Florence-2

v1.0.3Updated

Research & Licensing

Microsoft

Microsoft Research developed Florence-2 as a lightweight yet capable vision-language model.

Florence-2

Florence-2 is a vision foundation model that uses a prompt-based approach to handle diverse vision and vision-language tasks through a unified sequence-to-sequence architecture.

Citation

Key Research Contributions

Unified vision foundation model handling captioning, detection, OCR, segmentation, and grounding in a single architecture
Sequence-to-sequence approach that converts all vision tasks into text generation

License

MIT - This model is freely available for research and commercial use.

Overview

The Florence-2 LOP runs Microsoft’s Florence-2 vision foundation model through the vision_sidecar service. It handles image captioning, object detection, OCR, phrase grounding, region analysis, and prompt generation from a single operator. Connect a TOP image input, select a task, and pulse Process Image. Processing runs asynchronously, so TouchDesigner remains responsive while the model processes the image.

Requirements

SideCar must be running with the vision_sidecar service active. The operator will attempt to start it automatically via EnsureSidecar, but the SideCar system component must be configured first.
CUDA GPU on the machine running the vision_sidecar process. This operator is not supported on macOS.

Input/Output

Inputs

TOP input: The image to process. Connect any TOP.

Outputs

Output 1 (output_dat): Text result from the selected task (caption, OCR text, detection results, etc.)
Output 2 (conversation_dat): Latest interaction in conversation format (prompt + response).

A history_dat inside the operator logs all past results with model name and timestamp.

WHAT YOU WILL DO: Pick up the Florence-2 operator documentation after its final sentence and keep writing it in the same style.

INFORMATION PROVIDED:
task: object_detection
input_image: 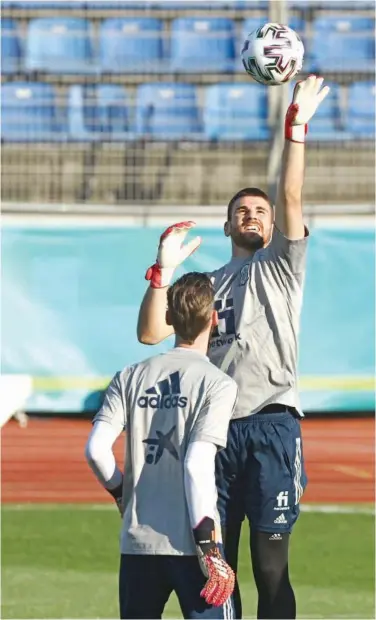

EXERCISE OUTPUT:
Available Tasks

The Task menu on the Florence2 page offers these vision tasks:

Task	Description
caption	Short image caption
detailed_caption	Longer descriptive caption
more_detailed_caption	Most verbose captioning
region_caption	Captions for detected regions
dense_region_caption	Detailed captions per region
region_proposal	Object detection with bounding boxes
caption_to_phrase_grounding	Grounds text phrases to image regions (requires prompt)
referring_expression_segmentation	Segments regions matching a text description (requires prompt)
ocr	Extract text from image
ocr_with_region	Extract text with bounding box locations
docvqa	Answer questions about document images (requires prompt)
prompt_gen_tags	Generate prompt tags for the image
prompt_gen_mixed_caption	Generate mixed-style prompt caption
prompt_gen_analyze	Analyze image for prompt generation

Tasks marked “requires prompt” need text in the Input Prompt field.

Usage

Basic Captioning

Make sure SideCar is running.
Connect an image TOP to the Florence-2 input.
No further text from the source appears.